_Problem details_. Rewrite the listing below with every "thickest" changed to "widest" and all other text left unchanged. Omit the pictures from your answer.

_Listed records_.
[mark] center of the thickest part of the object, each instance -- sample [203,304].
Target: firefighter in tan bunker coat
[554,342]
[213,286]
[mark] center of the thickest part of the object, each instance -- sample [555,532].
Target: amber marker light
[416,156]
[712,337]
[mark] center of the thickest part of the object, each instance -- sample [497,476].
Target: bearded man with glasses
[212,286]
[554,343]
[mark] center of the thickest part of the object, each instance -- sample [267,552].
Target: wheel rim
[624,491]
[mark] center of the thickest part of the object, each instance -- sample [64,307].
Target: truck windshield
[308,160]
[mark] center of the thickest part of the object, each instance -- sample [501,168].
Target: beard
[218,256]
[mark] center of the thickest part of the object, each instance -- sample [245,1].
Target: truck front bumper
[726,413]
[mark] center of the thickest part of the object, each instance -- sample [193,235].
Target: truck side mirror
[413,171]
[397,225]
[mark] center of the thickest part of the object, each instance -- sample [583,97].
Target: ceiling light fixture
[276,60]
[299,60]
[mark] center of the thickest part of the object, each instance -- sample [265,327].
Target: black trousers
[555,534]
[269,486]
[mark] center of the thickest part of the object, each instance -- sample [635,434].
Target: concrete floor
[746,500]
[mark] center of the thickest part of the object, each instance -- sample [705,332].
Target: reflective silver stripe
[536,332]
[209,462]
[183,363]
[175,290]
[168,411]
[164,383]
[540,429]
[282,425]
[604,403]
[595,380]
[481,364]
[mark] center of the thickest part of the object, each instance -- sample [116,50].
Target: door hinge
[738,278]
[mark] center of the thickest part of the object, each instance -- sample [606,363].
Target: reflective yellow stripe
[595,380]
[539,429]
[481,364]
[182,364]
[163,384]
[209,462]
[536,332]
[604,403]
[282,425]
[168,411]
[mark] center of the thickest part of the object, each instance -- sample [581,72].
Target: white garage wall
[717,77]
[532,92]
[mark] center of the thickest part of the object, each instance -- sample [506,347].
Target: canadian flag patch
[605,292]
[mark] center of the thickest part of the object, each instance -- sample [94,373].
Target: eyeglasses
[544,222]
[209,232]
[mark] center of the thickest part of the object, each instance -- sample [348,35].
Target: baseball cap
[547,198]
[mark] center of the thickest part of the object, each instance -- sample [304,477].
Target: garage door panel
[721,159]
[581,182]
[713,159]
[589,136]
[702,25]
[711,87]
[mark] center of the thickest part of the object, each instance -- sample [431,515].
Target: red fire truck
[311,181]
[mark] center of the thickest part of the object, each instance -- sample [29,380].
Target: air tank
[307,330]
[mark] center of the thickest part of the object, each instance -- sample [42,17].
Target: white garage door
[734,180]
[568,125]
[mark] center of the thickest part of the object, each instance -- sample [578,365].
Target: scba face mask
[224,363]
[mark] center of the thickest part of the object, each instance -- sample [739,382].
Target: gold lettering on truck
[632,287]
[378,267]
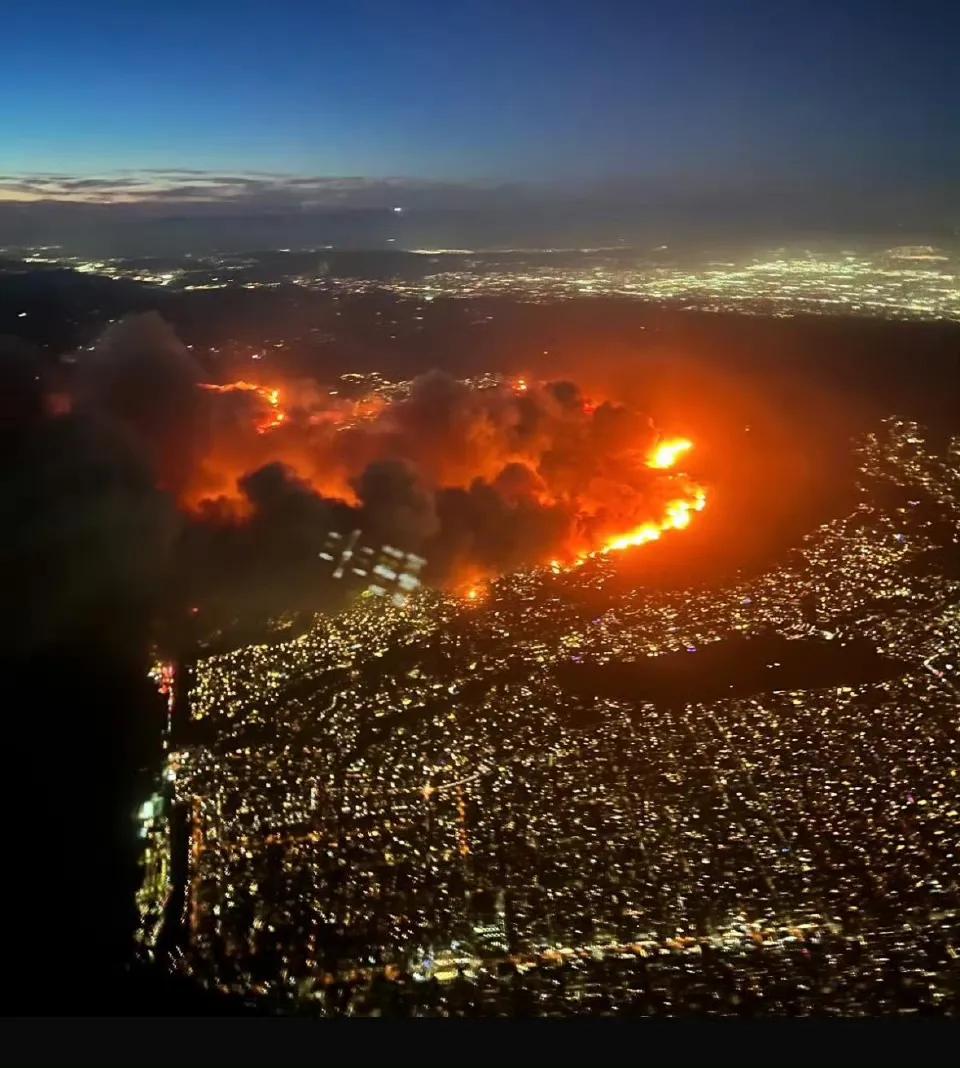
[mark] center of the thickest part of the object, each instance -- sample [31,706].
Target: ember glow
[274,414]
[666,452]
[481,478]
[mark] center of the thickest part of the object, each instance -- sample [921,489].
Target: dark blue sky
[703,94]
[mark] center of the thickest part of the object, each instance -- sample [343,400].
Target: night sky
[601,96]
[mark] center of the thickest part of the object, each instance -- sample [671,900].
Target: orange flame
[664,455]
[268,393]
[677,514]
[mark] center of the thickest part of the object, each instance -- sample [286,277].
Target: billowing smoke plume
[476,480]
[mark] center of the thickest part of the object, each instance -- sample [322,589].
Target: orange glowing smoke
[666,452]
[676,515]
[594,462]
[268,393]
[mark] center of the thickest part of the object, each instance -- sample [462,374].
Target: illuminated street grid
[909,282]
[404,811]
[811,284]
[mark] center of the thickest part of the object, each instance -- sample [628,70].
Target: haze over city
[483,492]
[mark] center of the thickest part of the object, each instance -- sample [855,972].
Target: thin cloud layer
[254,191]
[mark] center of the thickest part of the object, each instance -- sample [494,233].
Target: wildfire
[272,419]
[666,452]
[677,514]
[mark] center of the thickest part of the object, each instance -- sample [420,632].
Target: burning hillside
[478,477]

_Answer to this problem_.
[mark] center of the widest part of the object, each instance -- sample [203,304].
Target: firefighter in tan bunker coat
[554,342]
[213,286]
[mark] center of the widest part of the object, each instance -- sample [555,532].
Target: amber marker light
[416,156]
[712,337]
[mark] center of the widest part of the object, each instance -- sample [497,476].
Target: bearded man with glasses
[212,286]
[554,343]
[mark] center of the widest part of the object, each instance -- sample [267,552].
Target: wheel rim
[624,491]
[mark] center of the widest part of the object, each instance -- sample [64,307].
Target: truck windshield
[308,160]
[mark] center of the widest part of the object, each instance -- sample [501,168].
Target: beard
[218,256]
[mark] center of the widest part of the object, each instance -- sample [245,1].
Target: truck front bumper
[726,413]
[mark] center of the widest part of the object, each instance -- sample [193,235].
Target: truck side mirror
[413,171]
[397,225]
[mark] center of the widest part of the object, each instance -- sample [583,97].
Target: ceiling light fixture
[276,60]
[299,60]
[mark] center of the widest part of the object, each instance -- sample [265,327].
Target: black trousers
[555,534]
[269,486]
[mark] center of the widest part of the object, each instance -- sample [635,434].
Target: concrete floor
[746,500]
[mark] center of the widest part of the object, each instance -- sample [705,332].
Target: reflective silver stripe
[536,332]
[209,462]
[183,363]
[175,290]
[168,411]
[164,383]
[540,429]
[282,425]
[604,403]
[595,380]
[481,364]
[mark] center of the widest part of the object, each instance -- sample [116,50].
Target: door hinge
[738,278]
[mark] center of the widest part of the object, each instance -- sample [606,363].
Target: reflective yellow stripe
[595,380]
[539,429]
[481,364]
[182,364]
[163,384]
[209,462]
[536,332]
[604,403]
[282,425]
[168,411]
[mark] center of the widest part of the object, each instance -- sample [581,72].
Target: white garage wall
[717,77]
[532,92]
[mark] center of the widest part of the object, each instance -- sample [506,347].
Target: canadian flag patch
[605,292]
[mark] center of the widest part of the object, each instance -- sample [94,373].
Target: eyeglasses
[544,222]
[209,232]
[mark] center of the widest part of the object, each instance -- sample [348,35].
Target: baseball cap
[547,198]
[mark] center of the widest part of the object, each instance -- sample [304,477].
Target: garage door panel
[721,159]
[581,182]
[713,159]
[589,136]
[702,25]
[711,87]
[mark] center of the widest part of the object, each instance -- sample [431,515].
Target: red fire truck
[311,181]
[mark] center of the widest part of the object, each instance -- sample [29,380].
Target: air tank
[307,330]
[mark] center of the widest part of the object, each instance -- sample [42,17].
Target: white garage door
[734,180]
[568,125]
[mark] center of the widest part of the object, each instance -- sample [578,365].
Target: scba face mask
[224,363]
[mark] center of the widest part of the object, each instance -- sample [739,382].
Target: gold lettering on truck
[632,287]
[378,267]
[mark] center of the widest part of the object, each instance -- sample [31,706].
Target: ember glow
[274,414]
[666,452]
[481,478]
[mark] center of the widest part of the object, each instance -- sample [921,489].
Target: dark blue sky
[703,94]
[mark] center of the widest part of the object, each instance -- sample [343,400].
Target: night sky
[601,96]
[mark] center of the widest part of the object, each instance -- sample [671,900].
Target: orange flame
[664,455]
[268,393]
[677,514]
[mark] center of the widest part of the object, each instance -- sample [286,277].
Target: billowing smoke plume
[476,480]
[mark] center of the widest part of the object, each instance -- sample [322,589].
Target: orange glowing smoke
[666,452]
[676,515]
[594,462]
[268,393]
[mark] center of the widest part of the object, each instance -- sample [462,374].
Target: illuminated street grid
[909,282]
[404,811]
[811,284]
[mark] center of the widest part of the object, each instance -- sample [628,70].
Target: haze over city
[483,492]
[mark] center of the widest part of the object, each instance -- sample [855,972].
Target: thin cloud layer
[254,191]
[mark] center of the widest part of the object, each instance -- sample [494,233].
Target: wildfire
[272,419]
[666,452]
[677,514]
[mark] center of the widest part of the object, each instance -- sample [420,632].
Target: burning hillside
[478,477]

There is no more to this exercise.